WORK ORDER. Count the lines below with the string "hand" in them. Only the number should be given.

RECORDS PROVIDED.
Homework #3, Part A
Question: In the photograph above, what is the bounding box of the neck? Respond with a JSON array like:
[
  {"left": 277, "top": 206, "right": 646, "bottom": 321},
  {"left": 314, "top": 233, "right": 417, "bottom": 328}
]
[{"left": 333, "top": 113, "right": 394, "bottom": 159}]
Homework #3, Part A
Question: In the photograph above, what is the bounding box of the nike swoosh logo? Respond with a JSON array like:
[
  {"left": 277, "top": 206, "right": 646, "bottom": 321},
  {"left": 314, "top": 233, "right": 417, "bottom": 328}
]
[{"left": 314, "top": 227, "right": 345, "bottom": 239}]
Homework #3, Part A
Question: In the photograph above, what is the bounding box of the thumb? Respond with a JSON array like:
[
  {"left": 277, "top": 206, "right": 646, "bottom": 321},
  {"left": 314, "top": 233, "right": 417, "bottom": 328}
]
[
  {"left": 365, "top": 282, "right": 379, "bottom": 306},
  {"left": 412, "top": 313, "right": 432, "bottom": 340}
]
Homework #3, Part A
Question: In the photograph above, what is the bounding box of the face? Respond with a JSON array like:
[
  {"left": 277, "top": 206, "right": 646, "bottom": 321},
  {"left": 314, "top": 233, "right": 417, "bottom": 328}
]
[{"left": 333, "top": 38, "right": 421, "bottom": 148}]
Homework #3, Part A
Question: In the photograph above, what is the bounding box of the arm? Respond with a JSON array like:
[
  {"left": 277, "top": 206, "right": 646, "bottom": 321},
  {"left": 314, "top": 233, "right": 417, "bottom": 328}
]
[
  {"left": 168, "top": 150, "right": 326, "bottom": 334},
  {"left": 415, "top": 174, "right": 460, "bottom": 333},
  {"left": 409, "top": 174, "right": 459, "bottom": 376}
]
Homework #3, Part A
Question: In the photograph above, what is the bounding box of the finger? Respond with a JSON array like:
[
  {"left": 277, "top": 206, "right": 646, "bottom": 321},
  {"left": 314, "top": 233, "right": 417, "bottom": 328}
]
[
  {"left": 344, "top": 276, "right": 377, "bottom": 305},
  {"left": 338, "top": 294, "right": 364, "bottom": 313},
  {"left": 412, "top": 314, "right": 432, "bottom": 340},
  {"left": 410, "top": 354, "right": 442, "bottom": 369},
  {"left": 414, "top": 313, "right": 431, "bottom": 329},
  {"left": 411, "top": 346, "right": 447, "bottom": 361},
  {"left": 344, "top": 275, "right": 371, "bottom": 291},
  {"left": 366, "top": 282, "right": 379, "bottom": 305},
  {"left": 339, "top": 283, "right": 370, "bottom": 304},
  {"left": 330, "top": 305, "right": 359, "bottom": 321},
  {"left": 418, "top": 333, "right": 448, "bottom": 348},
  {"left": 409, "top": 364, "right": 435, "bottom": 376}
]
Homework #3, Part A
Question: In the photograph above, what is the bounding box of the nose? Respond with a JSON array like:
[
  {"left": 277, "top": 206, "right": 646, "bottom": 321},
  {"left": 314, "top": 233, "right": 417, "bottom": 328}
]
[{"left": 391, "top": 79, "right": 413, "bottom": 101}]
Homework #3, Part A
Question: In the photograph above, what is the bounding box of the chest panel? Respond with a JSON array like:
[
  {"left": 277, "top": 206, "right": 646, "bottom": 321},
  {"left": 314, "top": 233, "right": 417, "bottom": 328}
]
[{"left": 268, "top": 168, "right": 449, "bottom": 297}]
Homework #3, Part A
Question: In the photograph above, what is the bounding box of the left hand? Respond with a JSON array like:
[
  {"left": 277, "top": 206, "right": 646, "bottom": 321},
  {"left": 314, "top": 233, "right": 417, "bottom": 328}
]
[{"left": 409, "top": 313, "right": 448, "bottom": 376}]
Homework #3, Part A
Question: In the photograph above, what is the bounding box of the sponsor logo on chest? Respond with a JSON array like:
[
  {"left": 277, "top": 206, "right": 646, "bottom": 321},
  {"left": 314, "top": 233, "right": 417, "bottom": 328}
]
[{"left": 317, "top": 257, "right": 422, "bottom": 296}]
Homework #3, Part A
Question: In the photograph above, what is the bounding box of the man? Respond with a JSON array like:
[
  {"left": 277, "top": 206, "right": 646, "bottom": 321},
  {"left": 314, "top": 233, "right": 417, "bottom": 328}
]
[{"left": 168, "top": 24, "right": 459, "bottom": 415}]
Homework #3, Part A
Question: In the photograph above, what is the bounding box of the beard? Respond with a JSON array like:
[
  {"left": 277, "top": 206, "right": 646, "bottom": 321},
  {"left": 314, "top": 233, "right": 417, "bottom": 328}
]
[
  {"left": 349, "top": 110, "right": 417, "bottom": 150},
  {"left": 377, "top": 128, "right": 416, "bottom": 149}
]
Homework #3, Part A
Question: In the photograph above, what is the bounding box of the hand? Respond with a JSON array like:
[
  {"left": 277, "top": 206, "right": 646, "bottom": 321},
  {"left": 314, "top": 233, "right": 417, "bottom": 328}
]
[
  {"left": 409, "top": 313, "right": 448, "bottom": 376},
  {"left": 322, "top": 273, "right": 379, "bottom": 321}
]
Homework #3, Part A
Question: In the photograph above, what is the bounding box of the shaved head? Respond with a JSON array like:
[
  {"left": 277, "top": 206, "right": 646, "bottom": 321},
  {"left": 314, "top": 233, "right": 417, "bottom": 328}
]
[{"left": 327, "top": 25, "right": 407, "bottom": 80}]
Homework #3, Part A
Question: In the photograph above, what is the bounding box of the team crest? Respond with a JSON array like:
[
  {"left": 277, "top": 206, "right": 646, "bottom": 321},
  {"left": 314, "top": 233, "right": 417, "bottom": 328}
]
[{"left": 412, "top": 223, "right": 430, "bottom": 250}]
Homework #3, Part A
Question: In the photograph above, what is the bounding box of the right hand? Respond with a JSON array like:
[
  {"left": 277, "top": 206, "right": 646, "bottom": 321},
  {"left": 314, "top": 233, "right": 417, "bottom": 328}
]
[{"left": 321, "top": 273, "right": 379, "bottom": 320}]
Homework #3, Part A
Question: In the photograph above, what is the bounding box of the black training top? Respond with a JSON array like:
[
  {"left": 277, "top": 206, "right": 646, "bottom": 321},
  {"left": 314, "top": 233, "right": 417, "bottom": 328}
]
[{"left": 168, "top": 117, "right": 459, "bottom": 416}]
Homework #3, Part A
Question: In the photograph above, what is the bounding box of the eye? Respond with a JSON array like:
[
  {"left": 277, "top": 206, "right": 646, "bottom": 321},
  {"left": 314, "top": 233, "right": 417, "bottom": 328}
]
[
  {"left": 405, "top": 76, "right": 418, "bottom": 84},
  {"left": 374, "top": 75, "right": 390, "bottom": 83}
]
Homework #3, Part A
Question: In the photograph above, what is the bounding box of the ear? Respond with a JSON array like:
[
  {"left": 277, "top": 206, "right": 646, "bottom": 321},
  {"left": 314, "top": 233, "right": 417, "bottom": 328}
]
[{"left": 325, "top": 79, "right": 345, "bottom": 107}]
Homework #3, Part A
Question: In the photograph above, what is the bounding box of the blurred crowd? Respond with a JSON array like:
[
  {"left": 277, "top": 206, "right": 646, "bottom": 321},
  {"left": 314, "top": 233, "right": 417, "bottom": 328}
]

TASK SOLUTION. 3